### Job
Repeat the lines of the listing below, word for word, from the line with "rear wheel. Keep it snug." to the line with "[1033,0,1046,388]", including both of those lines.

··· Data shown

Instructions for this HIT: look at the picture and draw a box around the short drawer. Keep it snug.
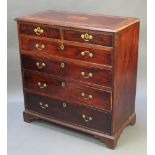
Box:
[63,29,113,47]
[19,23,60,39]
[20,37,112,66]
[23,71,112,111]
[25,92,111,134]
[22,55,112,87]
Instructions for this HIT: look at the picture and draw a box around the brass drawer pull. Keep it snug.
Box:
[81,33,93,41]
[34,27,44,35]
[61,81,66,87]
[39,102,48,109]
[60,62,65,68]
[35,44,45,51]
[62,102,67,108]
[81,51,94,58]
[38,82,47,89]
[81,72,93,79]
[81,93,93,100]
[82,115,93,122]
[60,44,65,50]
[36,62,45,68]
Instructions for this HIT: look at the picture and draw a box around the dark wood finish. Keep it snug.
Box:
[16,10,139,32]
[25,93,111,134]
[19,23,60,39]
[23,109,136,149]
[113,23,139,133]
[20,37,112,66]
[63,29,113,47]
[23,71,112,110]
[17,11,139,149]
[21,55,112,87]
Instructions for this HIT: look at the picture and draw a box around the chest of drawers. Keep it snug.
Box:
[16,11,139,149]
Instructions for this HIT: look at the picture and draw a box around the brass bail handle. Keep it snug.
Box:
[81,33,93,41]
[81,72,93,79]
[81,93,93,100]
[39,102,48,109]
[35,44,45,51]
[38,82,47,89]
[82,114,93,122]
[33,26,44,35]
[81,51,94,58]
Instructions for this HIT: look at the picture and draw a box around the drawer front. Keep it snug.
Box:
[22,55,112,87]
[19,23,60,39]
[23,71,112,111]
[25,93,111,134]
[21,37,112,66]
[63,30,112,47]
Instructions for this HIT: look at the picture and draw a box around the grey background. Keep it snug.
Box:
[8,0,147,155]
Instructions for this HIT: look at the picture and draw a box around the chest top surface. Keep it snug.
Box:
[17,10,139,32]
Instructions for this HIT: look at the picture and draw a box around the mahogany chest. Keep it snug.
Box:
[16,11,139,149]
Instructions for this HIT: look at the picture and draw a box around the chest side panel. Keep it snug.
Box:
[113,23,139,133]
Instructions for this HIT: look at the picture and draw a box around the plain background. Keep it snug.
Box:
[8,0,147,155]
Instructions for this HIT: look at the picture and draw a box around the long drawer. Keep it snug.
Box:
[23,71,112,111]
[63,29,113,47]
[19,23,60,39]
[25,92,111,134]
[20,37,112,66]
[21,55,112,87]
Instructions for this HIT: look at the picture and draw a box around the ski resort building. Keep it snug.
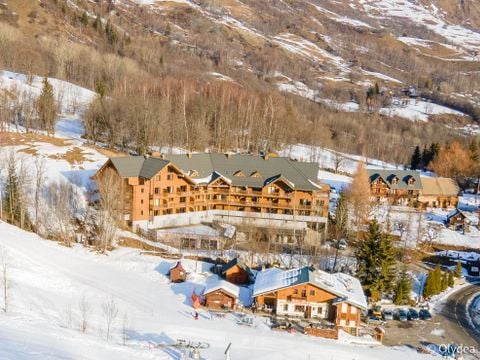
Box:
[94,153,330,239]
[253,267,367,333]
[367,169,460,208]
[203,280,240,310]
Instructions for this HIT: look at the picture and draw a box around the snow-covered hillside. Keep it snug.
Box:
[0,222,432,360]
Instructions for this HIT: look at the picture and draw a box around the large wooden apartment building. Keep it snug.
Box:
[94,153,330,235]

······
··· Data shown

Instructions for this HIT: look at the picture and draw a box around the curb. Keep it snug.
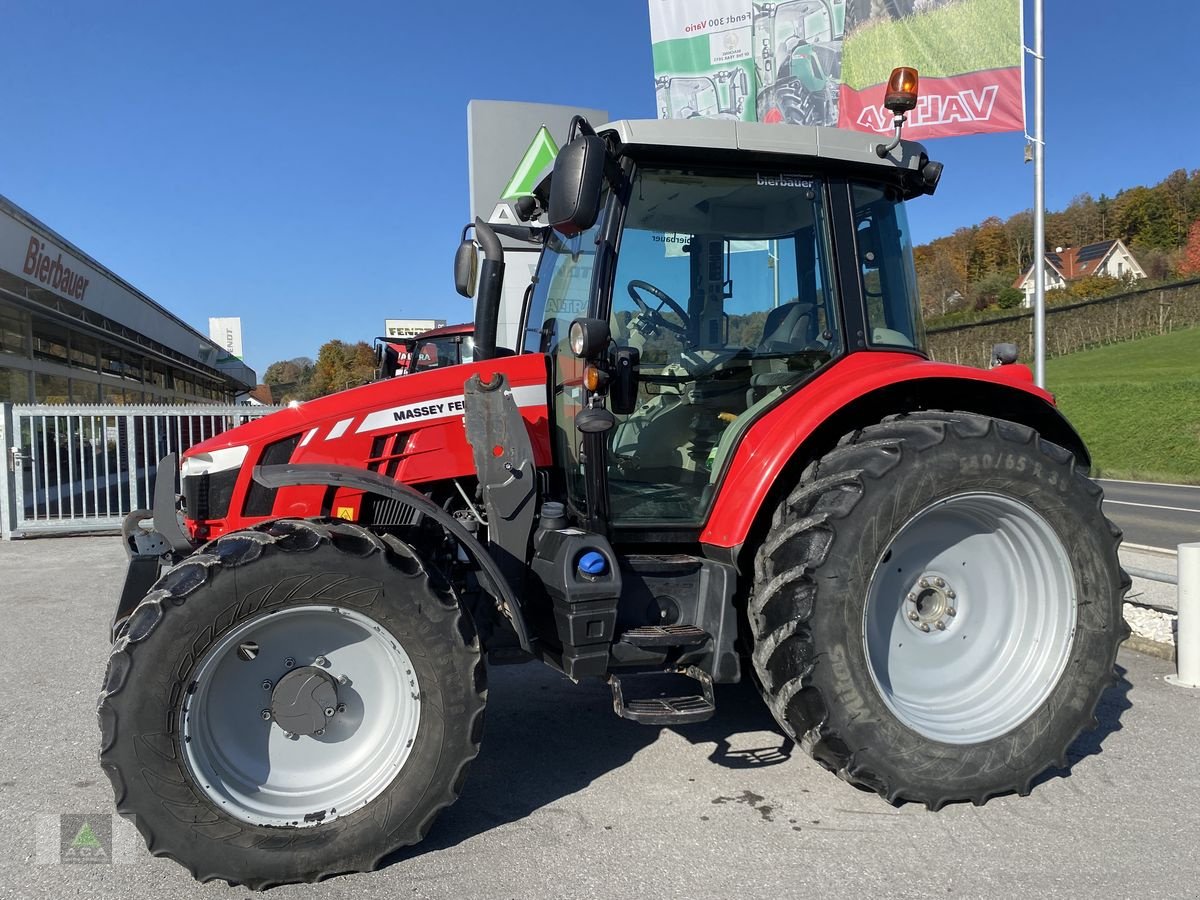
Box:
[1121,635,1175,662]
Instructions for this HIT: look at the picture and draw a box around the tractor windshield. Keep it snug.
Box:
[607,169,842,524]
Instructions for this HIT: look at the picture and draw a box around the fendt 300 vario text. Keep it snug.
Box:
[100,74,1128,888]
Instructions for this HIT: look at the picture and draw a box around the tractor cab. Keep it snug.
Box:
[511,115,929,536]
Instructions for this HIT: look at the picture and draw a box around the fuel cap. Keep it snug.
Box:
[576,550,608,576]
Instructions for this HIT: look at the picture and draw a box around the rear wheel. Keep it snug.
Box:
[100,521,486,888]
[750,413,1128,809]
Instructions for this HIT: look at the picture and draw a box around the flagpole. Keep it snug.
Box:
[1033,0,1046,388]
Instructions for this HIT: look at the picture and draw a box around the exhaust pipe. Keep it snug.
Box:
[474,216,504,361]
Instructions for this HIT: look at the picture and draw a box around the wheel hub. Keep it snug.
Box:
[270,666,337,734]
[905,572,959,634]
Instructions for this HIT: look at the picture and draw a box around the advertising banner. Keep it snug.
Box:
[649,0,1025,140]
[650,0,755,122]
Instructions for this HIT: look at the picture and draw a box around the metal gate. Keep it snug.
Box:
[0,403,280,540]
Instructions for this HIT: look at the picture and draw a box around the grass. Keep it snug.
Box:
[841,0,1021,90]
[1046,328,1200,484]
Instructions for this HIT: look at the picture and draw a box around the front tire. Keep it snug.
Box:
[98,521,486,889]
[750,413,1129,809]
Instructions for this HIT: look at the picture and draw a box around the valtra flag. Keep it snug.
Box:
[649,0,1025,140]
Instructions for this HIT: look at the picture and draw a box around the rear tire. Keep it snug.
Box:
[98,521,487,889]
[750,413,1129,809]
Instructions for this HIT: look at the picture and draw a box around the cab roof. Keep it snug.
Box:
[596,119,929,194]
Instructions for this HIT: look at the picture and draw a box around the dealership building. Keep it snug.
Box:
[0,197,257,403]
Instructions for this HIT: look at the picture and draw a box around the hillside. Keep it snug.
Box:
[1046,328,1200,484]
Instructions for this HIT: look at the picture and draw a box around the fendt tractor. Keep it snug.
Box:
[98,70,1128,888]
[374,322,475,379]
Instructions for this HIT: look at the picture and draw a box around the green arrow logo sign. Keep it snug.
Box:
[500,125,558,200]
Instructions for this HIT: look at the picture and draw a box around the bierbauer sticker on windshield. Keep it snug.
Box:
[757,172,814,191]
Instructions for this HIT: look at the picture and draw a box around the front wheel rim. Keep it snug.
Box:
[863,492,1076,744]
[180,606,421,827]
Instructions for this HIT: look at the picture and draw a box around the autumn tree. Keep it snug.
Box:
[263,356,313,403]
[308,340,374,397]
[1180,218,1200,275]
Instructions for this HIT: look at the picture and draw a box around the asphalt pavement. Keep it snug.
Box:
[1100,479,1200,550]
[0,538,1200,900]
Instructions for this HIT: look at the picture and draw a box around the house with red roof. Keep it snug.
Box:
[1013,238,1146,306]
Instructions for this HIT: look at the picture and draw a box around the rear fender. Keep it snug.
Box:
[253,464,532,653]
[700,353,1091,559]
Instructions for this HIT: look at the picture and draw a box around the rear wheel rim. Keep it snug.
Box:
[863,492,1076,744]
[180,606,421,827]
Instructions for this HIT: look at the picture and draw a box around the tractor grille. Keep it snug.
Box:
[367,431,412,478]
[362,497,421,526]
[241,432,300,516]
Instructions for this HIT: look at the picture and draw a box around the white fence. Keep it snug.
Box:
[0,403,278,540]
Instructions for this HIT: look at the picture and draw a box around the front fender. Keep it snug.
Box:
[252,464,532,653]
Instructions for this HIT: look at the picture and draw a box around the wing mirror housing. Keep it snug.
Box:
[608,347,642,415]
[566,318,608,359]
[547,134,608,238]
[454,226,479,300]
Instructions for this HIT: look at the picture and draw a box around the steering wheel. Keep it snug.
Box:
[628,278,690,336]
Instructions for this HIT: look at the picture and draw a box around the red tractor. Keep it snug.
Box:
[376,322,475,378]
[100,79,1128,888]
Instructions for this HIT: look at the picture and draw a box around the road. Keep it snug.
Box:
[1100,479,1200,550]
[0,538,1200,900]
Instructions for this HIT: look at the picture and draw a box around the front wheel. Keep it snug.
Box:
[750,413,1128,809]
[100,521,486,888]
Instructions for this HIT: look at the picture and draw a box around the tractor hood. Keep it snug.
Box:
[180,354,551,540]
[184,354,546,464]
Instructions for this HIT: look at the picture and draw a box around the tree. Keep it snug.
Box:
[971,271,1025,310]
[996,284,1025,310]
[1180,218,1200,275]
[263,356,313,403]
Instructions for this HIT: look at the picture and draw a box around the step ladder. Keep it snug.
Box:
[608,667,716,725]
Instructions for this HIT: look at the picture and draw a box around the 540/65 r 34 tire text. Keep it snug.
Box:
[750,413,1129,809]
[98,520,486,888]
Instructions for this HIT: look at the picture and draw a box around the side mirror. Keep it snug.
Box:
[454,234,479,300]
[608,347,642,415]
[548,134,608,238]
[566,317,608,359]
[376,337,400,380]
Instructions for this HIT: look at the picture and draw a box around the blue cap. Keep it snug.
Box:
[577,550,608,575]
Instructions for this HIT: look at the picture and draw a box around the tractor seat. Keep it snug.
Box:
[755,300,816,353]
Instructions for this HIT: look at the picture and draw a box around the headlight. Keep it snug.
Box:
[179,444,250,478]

······
··· Data shown

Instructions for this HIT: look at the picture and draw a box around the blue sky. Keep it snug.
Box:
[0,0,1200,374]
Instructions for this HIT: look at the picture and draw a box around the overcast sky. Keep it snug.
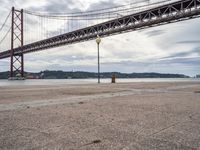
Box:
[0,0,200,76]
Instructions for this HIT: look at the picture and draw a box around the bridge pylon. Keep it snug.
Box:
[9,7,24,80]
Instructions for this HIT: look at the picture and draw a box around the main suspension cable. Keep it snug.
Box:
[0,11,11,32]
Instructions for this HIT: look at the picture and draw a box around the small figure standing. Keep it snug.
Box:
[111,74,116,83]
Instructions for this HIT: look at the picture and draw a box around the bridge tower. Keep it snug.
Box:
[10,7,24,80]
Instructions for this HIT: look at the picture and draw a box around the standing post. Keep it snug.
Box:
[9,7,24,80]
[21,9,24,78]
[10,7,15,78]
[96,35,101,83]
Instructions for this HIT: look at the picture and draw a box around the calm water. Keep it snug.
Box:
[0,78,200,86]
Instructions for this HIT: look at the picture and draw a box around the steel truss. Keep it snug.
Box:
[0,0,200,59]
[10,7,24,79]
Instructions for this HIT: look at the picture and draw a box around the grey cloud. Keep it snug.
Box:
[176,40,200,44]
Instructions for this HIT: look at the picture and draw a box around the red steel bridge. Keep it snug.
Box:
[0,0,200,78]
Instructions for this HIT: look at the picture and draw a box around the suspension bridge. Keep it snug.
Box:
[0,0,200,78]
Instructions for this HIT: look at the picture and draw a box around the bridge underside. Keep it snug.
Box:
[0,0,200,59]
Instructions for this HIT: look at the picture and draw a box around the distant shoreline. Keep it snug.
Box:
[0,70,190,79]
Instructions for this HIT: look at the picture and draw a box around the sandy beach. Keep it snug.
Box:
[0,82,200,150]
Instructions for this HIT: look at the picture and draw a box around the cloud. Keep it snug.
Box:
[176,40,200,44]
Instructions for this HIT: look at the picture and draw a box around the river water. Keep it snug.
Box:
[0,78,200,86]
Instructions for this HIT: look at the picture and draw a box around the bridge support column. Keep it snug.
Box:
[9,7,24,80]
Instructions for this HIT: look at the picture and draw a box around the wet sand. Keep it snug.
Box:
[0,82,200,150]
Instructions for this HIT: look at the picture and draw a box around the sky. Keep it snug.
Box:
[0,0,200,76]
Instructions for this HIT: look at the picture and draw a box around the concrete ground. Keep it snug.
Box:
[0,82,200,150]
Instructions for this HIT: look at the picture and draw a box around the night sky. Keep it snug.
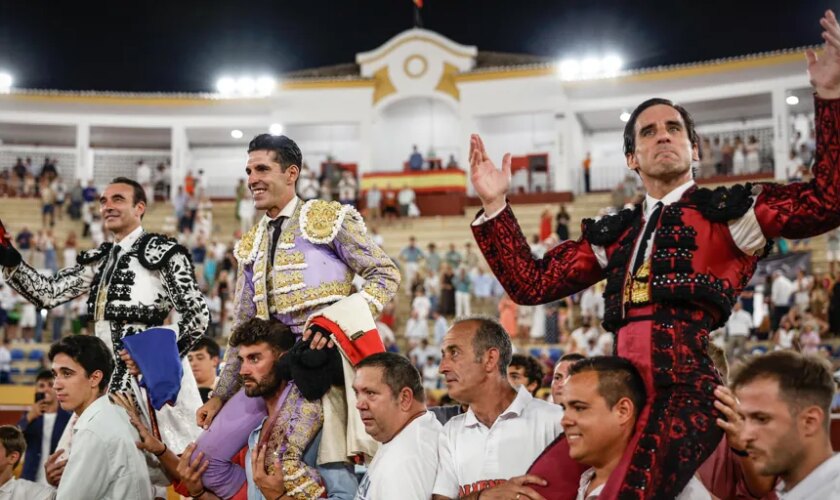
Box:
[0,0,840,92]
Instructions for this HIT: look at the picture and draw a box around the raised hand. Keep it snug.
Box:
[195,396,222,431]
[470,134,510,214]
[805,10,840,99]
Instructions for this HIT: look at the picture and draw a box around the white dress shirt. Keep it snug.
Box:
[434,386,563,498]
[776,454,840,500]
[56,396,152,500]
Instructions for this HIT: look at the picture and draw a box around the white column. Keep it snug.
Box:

······

### Complete output
Instructions for this HIT: look at the picture and draw a box around the rear wheel. Keep it snug.
Box:
[100,521,486,888]
[750,413,1128,809]
Instructions for this HIT: look at the picture and draw a box around the flagpole. Keep it snug.
Box:
[1033,0,1046,388]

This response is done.